* _Exercise objective_
Pull every line with "wall" from the data.

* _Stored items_
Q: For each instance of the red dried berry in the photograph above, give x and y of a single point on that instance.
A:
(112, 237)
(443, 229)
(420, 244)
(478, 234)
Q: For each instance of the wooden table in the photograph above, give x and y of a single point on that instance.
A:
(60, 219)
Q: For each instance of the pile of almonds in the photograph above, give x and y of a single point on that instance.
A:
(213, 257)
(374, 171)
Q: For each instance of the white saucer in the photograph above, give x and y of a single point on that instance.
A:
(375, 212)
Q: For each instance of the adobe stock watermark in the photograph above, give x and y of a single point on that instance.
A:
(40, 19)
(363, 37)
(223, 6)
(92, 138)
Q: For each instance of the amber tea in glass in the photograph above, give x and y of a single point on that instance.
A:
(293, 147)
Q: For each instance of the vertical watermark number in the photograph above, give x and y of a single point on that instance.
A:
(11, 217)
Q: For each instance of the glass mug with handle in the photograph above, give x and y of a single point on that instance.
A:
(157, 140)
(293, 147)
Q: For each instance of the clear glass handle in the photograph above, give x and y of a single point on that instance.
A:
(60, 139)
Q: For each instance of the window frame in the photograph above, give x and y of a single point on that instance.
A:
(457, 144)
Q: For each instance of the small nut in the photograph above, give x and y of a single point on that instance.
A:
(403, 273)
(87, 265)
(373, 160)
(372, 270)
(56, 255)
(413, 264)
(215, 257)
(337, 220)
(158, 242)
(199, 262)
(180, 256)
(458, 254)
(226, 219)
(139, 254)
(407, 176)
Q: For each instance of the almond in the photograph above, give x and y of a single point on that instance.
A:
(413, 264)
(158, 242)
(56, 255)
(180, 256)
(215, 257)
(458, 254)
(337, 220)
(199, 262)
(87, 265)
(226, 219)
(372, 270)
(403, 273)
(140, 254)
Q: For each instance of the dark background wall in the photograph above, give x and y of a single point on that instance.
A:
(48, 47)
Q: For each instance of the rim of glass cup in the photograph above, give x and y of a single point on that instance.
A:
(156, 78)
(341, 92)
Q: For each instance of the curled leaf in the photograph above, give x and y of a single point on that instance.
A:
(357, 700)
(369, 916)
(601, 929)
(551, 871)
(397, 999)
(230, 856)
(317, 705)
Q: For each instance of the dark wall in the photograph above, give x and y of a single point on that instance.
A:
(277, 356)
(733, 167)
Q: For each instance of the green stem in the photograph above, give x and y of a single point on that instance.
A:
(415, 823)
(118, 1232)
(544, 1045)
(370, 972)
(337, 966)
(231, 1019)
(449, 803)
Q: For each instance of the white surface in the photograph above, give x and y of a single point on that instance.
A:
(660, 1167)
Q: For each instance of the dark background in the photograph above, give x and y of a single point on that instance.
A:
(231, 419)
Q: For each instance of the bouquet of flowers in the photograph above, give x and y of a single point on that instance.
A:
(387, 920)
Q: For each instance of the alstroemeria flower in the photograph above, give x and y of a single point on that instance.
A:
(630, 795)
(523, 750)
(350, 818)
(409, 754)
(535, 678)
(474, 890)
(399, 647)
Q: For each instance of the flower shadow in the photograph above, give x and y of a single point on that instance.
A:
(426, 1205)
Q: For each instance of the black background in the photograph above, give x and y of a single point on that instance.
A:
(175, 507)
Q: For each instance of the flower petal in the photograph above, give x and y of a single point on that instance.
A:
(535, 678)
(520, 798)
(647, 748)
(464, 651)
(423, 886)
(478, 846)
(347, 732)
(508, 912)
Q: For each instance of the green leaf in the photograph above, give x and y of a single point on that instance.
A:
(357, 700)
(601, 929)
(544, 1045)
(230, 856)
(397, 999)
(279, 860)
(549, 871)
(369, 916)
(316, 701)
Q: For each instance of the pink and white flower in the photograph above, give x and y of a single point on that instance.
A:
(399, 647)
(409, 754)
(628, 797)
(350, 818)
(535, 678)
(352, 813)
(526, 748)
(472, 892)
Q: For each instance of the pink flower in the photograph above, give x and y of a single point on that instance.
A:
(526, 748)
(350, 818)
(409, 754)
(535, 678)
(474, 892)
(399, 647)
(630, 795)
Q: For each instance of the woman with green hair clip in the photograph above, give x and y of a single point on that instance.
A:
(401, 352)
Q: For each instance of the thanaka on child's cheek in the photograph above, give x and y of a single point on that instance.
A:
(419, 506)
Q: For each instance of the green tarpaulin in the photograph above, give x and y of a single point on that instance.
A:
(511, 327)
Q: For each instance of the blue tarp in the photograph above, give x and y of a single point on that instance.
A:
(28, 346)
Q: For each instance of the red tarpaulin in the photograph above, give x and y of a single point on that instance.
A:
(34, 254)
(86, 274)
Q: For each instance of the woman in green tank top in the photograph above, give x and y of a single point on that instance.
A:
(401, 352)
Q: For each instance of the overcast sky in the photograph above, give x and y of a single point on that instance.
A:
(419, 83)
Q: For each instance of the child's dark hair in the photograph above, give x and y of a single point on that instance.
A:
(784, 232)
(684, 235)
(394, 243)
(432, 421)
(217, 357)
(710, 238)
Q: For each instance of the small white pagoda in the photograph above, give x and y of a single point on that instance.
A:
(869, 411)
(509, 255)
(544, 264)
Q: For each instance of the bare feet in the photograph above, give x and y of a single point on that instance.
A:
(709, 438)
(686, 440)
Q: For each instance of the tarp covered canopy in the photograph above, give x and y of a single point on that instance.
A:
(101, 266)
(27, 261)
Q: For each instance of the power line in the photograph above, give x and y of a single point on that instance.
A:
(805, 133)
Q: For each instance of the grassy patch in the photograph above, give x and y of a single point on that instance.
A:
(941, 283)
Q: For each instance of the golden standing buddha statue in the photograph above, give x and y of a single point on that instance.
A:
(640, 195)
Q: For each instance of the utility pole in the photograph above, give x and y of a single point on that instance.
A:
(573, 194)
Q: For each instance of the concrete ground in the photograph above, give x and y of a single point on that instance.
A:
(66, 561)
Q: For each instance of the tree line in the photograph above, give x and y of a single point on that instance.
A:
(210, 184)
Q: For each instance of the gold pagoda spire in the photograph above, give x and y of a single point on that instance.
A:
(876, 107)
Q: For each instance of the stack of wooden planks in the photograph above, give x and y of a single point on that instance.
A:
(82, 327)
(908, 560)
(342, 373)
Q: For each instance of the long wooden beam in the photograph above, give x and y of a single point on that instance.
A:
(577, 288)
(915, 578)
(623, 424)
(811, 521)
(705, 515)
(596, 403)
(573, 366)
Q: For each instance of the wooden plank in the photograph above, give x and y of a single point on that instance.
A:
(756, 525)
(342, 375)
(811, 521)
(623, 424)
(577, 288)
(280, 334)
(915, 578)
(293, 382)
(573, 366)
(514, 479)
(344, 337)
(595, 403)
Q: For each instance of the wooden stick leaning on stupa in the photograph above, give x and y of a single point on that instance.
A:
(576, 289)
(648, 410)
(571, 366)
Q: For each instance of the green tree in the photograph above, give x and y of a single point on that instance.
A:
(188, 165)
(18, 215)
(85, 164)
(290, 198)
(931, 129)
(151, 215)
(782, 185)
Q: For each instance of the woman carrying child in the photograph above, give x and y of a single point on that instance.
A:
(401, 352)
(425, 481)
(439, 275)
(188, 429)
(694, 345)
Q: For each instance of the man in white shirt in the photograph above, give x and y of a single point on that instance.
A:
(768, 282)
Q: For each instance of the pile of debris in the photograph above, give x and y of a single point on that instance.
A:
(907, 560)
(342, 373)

* _Finished task_
Q: For each instance of the dark background wall in the photograph above, give x and y of a single point on that instance.
Q: For each instance of the dark wall in the photograph above, give x and y of a single point on that instance.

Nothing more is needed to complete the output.